■ Listing ■

__________

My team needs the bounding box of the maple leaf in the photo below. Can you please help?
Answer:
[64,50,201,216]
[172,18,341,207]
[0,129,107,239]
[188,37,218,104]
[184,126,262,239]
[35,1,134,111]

__________

■ Directions for this task ■
Rewrite every line of the items above as a Markdown table with the columns Row and Line. Number each row and leave out blank lines.

■ Written solution ■
| Row | Line |
|---|---|
| 1 | My team needs the bounding box of the maple leaf in the photo below. Can you please help? |
| 2 | Answer: |
| 3 | [64,50,201,216] |
| 4 | [172,18,341,207] |
| 5 | [0,129,107,239] |
| 6 | [188,37,218,104] |
| 7 | [184,126,262,239] |
| 8 | [35,1,134,111] |